# PROBLEM REQUIREMENTS
All lines with the word "sliced" in the material below are required.

=-=-=

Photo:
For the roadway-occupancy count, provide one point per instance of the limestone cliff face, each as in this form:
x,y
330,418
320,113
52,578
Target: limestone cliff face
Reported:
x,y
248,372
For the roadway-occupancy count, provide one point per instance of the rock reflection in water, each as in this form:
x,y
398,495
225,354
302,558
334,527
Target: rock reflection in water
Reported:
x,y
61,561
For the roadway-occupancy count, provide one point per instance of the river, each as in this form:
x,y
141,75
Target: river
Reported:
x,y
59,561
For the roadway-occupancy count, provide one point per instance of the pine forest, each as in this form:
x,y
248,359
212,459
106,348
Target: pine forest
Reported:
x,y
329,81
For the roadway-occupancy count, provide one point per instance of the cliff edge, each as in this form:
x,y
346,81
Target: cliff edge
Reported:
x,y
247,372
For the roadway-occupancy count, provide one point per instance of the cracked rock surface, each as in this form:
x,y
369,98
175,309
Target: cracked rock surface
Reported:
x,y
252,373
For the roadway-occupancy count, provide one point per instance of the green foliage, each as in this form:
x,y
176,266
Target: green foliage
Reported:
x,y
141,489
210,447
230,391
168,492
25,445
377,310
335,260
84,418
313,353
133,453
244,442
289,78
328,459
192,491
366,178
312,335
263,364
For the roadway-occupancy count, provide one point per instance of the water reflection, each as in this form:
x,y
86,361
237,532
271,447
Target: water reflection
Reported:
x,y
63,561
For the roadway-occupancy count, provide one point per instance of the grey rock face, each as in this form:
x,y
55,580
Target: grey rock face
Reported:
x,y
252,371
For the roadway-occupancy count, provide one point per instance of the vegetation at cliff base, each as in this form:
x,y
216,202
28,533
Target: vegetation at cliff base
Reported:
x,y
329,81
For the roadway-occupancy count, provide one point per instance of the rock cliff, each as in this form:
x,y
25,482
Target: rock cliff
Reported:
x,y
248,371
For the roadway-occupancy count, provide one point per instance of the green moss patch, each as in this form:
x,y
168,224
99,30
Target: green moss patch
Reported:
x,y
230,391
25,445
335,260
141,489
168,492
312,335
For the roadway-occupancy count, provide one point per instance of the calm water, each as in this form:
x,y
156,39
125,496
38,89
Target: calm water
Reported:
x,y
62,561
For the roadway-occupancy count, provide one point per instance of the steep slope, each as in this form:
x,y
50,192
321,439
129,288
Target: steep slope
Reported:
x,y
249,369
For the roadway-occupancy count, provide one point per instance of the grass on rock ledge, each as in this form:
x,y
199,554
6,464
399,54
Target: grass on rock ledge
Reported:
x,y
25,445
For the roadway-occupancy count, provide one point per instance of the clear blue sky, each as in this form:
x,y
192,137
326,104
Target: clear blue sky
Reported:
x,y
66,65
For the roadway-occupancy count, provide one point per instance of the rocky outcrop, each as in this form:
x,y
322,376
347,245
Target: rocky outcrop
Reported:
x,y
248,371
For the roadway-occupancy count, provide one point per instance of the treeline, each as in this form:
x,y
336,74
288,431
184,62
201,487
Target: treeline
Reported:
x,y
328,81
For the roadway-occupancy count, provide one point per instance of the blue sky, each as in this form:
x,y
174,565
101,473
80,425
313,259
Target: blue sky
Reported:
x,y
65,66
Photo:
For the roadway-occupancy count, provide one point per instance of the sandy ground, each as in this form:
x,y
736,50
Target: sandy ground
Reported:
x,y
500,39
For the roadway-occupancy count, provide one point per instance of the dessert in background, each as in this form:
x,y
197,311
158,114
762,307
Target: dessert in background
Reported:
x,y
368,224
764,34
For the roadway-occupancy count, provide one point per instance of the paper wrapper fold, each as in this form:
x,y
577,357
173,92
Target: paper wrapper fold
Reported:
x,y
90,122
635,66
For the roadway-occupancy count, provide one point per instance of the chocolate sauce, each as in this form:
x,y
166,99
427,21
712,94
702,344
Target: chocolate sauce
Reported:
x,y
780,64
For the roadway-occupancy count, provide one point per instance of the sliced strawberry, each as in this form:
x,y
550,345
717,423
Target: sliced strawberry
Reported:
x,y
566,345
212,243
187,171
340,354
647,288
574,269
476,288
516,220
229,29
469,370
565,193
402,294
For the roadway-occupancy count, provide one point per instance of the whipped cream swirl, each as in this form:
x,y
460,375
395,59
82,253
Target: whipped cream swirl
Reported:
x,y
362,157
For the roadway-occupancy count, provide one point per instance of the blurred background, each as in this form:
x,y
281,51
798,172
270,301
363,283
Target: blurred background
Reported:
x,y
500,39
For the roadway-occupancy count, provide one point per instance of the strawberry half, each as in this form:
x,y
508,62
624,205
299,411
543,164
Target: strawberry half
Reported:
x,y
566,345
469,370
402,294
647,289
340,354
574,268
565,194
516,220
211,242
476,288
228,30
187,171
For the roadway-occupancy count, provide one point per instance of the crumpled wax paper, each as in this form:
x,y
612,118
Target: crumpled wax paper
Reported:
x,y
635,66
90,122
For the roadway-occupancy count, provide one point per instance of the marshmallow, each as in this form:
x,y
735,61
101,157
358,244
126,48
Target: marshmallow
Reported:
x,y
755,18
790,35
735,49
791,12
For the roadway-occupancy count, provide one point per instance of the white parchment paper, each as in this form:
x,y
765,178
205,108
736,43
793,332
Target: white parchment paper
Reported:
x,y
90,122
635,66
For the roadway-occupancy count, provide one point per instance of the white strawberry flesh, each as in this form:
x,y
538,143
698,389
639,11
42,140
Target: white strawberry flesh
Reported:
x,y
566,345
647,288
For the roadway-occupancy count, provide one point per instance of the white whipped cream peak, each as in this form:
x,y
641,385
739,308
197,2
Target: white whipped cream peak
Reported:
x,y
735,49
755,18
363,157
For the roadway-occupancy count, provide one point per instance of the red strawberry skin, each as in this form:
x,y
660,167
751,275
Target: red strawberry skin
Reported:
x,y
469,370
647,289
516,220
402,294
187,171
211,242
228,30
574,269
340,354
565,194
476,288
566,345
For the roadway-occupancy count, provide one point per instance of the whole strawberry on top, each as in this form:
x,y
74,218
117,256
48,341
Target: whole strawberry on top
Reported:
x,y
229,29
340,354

=-=-=

# TASK SOLUTION
For the roadway-occupancy count, provide one point per instance of the sliced strawberry, each as in this form:
Target: sliced strawberry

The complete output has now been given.